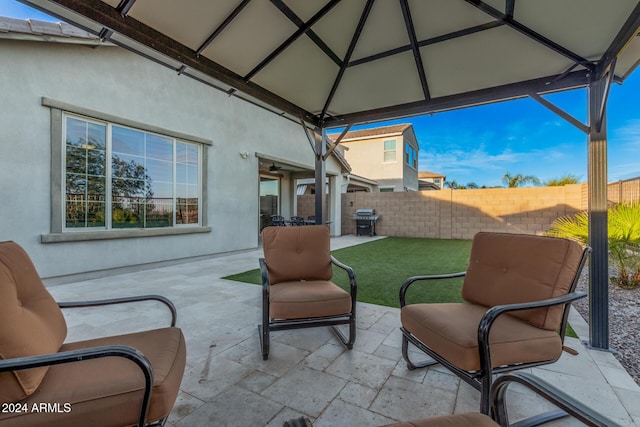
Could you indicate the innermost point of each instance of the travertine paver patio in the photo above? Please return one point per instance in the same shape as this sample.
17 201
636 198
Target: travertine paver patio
308 373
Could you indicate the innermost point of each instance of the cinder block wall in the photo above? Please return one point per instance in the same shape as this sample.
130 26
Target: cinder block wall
459 214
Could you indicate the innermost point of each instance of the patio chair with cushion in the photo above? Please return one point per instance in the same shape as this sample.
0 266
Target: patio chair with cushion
297 291
124 380
499 412
517 291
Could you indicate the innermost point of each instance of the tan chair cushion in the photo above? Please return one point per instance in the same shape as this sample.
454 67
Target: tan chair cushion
457 420
297 253
451 330
31 322
108 391
315 298
511 268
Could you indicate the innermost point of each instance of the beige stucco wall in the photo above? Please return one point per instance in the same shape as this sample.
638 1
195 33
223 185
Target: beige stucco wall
366 158
459 214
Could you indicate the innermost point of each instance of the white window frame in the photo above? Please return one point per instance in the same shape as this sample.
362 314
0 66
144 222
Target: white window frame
59 232
394 151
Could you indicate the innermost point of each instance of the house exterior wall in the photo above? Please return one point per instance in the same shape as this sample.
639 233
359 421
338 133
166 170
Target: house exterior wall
409 173
366 158
113 81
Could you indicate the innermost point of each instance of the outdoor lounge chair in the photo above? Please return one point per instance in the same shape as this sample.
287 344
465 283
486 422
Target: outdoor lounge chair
499 412
517 290
297 291
124 380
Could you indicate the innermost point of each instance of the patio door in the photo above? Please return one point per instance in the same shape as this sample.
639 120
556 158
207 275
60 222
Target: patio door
269 199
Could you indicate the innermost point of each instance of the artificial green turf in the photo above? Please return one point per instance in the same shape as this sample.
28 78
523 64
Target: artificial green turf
382 265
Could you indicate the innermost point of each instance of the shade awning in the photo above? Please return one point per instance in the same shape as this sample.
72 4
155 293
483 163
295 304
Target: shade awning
333 62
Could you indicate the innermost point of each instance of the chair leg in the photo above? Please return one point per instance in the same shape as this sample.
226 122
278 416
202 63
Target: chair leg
348 343
485 393
405 355
263 333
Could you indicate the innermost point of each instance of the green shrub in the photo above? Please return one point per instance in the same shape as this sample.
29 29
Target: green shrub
624 239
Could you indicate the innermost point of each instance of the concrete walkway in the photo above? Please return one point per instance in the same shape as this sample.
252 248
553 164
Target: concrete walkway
308 373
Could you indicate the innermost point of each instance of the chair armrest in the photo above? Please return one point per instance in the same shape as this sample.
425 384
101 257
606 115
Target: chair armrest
492 314
165 301
547 391
484 328
123 351
412 280
349 270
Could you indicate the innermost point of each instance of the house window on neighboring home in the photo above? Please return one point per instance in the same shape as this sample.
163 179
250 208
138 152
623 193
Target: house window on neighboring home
390 150
118 177
411 156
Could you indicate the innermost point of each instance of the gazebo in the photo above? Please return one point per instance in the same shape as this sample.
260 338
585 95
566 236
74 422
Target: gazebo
336 63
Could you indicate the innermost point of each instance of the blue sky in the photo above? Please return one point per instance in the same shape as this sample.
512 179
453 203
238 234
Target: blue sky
481 144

• _What to work on_:
Quote the data above in full and without alteration; skip the pictures.

• _Final answer_:
Could you indicate the innermost point of each instance of the travertine paver patio in the photo above? Please return one point per instance in the same shape as this sample.
17 201
636 198
Target: travertine paver patio
308 373
Could you indicate the innermost point of each instance of the cinder block wall in the photo above? Please return one point per instance in the same shape as this sample.
130 26
Target: cinder block wall
459 214
Could you indicate the innermost point of each instance of the patio chair with cushion in the photo above? Please return one point per instance in the same shape as this sample.
0 266
Target: patio chair with cushion
297 291
124 380
499 412
517 291
Could you indicate the innermost point of each instance of the tan chair cushion in the photo above? Please return one point per instance in the same shape as this sample.
454 67
Target: tan chair cushion
457 420
297 253
451 330
31 322
108 391
315 298
511 268
Could you indicate the innermost point of each instance of the beige stucco wall in the photo above? Please return one point per instance in the same shape as this sample.
638 1
195 33
223 185
Target: beige stucco wall
366 158
459 214
Could you indicate the innermost point of each instance of the white window frame in the photo above? Please return one point per instance in the same shape as this sample.
362 314
0 66
144 222
Target: white window frame
59 232
394 151
Could you indicate the innermost point of each instance of the house exterior wall in the photo above? Please return one point per instance in the same shape as this sample.
639 233
359 421
338 133
166 170
Target: house exterior wall
409 173
366 158
113 81
Could you indicate the innermost point of each instance of the outdoor lounge chair in the photo above? Please return one point per instance in the same shape as this sample.
287 344
465 283
486 422
Target: outdoor lounge chair
499 412
517 290
297 291
124 380
Could you indicate the innermost point of each instance of the patio door in the photo above? Please return one point per instance in the same shape as this sample.
639 120
556 158
207 275
60 222
Target: patio door
269 199
Could you indicate the innermost point of each instance of the artificial green turf in the photo above? Please return one point per instance in the same shape as this sample.
28 78
523 64
Target: artificial green turf
382 265
Could you indicate the innermost point of each instance of the shade awning in the photo above? Please return one point per instance in the same shape as this sample.
72 4
155 293
483 163
295 304
Target: shade awning
333 62
Could you indicate the innermost point of each instance of the chair leg in the photo above? Please return one point per instance in the same shape as this sample.
226 122
278 416
202 63
Target: chair leg
348 343
485 393
405 355
263 333
Could you indicate the innermost point of each instance of the green shrub in the photo above? Please return one point per instance in the same shape as this sample.
29 29
Target: green shrub
624 239
Could you indicate the innermost point of each instance of the concrete walkway in the photo above? Please return one point per instance in the same shape as this sample.
252 248
553 164
Target: concrete walkway
308 373
Could you indicate the innermost point of each instance of the chair armrest in the photo above? Please return one point per instance in the same shape as this sample.
425 384
101 257
606 115
Target: chair armrest
492 314
165 301
547 391
484 328
123 351
412 280
349 270
Could you indicate the innermost point of each instance of the house window on neighboring home in the photo above? Please return one point per instance in the same shape as this sample.
163 179
250 208
138 152
623 193
Target: house window on neighboring home
390 150
118 177
411 156
Could you indicate the innermost point of each instance of the gazebo in the photo above? Please return one point per instance in the same shape as this sample.
260 338
585 95
566 236
74 422
Target: gazebo
336 63
Could you indicate the innermost point of each instance of the blue sky in the photo above? Please return one point per instance in the same shape as this sample.
512 179
453 203
238 234
Target: blue sky
481 144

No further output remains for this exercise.